| WORK TO BE COMPLETED |
Reproduce every one of the entries below word for word, keeping them in the same order.

****************

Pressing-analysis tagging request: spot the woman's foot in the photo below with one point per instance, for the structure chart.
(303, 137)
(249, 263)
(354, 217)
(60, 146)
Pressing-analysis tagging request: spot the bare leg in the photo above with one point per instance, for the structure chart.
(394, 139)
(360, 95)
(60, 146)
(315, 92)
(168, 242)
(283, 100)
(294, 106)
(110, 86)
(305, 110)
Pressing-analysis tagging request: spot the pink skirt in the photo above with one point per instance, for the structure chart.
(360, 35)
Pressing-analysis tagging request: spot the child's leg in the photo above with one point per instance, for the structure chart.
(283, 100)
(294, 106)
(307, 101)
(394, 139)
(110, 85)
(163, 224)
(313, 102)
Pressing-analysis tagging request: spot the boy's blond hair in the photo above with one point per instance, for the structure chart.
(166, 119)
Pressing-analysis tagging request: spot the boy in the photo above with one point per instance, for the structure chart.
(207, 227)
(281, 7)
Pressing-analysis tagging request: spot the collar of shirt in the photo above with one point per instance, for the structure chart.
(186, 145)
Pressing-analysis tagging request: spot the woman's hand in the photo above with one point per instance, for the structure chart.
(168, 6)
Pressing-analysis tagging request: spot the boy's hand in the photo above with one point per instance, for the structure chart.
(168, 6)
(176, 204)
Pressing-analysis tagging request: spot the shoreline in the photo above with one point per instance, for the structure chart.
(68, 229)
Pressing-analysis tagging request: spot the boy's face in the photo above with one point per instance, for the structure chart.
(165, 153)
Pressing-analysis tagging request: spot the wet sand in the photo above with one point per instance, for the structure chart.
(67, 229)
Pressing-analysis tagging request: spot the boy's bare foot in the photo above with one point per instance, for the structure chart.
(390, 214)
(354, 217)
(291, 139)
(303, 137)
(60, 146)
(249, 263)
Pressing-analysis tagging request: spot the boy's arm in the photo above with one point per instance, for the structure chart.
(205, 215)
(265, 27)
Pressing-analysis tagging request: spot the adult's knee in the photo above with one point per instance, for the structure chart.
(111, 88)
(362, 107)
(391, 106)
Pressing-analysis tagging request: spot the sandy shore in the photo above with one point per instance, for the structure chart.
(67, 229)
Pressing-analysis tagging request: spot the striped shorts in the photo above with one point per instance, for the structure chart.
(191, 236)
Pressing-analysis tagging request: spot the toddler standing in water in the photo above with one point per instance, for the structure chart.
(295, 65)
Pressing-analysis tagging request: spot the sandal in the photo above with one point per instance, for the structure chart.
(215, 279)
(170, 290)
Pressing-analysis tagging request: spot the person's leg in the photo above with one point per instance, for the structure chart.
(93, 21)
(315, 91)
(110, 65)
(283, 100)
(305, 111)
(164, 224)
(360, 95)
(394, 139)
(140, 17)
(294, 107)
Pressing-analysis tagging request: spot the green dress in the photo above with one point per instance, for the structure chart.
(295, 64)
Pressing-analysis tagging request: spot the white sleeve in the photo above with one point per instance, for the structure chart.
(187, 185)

****************

| CORRECT OUTPUT |
Pressing-analysis tagging request: spot the woman's foot in the photo below with one point per instance, for the structure chart.
(303, 137)
(249, 263)
(354, 217)
(60, 146)
Pressing-analysis tagging request: spot the bare leg in the photo above with one point per instance, for the structure chart.
(394, 139)
(360, 95)
(60, 146)
(315, 92)
(168, 242)
(283, 100)
(294, 106)
(110, 86)
(305, 110)
Pressing-analysis tagging request: spot the pink skirt in the photo above with one point per instance, for the structure chart.
(360, 35)
Pressing-analysis tagging request: spot the child's leg in the photo above with one point per instance, for the structure chart.
(283, 100)
(294, 106)
(307, 101)
(394, 139)
(110, 85)
(163, 224)
(313, 102)
Pressing-analysis tagging request: spot the boy's blond hair in the photo above with one point per instance, for the structure chart.
(166, 119)
Pressing-analysis tagging request: spot the boy in the photo above with one point per instance, for the structure chart.
(207, 227)
(281, 7)
Pressing-analysis tagging request: spot the collar of shirt in the photo above with one point per instance, for the structure chart.
(186, 145)
Pressing-analysis tagging request: spot the woman's hand in the photo above with one point per instance, for the structure chart.
(168, 6)
Pressing-analysis tagging request: spot the boy's hand in the photo above with one point per instance, for the structure chart.
(168, 6)
(176, 204)
Pressing-analysis tagging request: spot the shoreline in the photo above with one point per instance, for the structure chart.
(68, 229)
Pressing-analysis tagging request: spot the boy's face in the photo above with one point per instance, for the structure chart.
(165, 153)
Pressing-analysis tagging request: spot the wet sand in the photo above with one point per instance, for the structure chart.
(67, 229)
Pressing-analysis tagging request: spot the boy's bare foot in the photo above with one point per instance, for the structure chart.
(390, 214)
(354, 217)
(291, 139)
(303, 137)
(60, 146)
(249, 263)
Pressing-analysis tagging request: spot the boy's arm in the photo above with one point per instance, for the structure chart.
(205, 215)
(265, 27)
Pressing-analysis tagging request: spot the adult's knee in the photo above with one point per instance, for the structure chart.
(111, 88)
(362, 107)
(391, 106)
Pressing-analysis tagging request: spot the sandy shore in the photo above with one point per instance, for the structure chart.
(67, 229)
Pressing-analysis tagging request: spot the striped shorts in the photo above with one point per instance, for the structure chart.
(191, 236)
Pressing-analysis tagging request: spot the toddler standing in water in the photo above with one point per instance, for the structure chart.
(295, 65)
Pressing-analysis tagging request: spot the sandal in the photo above with one point per instance, for the structure chart.
(215, 279)
(170, 290)
Pressing-analysis tagging request: spot the person's leg in the photo above with one point per instance, for the structure chart.
(93, 21)
(315, 91)
(110, 65)
(283, 100)
(305, 111)
(164, 224)
(360, 95)
(394, 139)
(140, 17)
(294, 107)
Pressing-analysis tagging request: spot the green dress in the photo above with one point per instance, for the structure chart.
(295, 64)
Pressing-analysis tagging request: spot the white sleeve in the photo above with one point per instance, for the structure chart.
(187, 185)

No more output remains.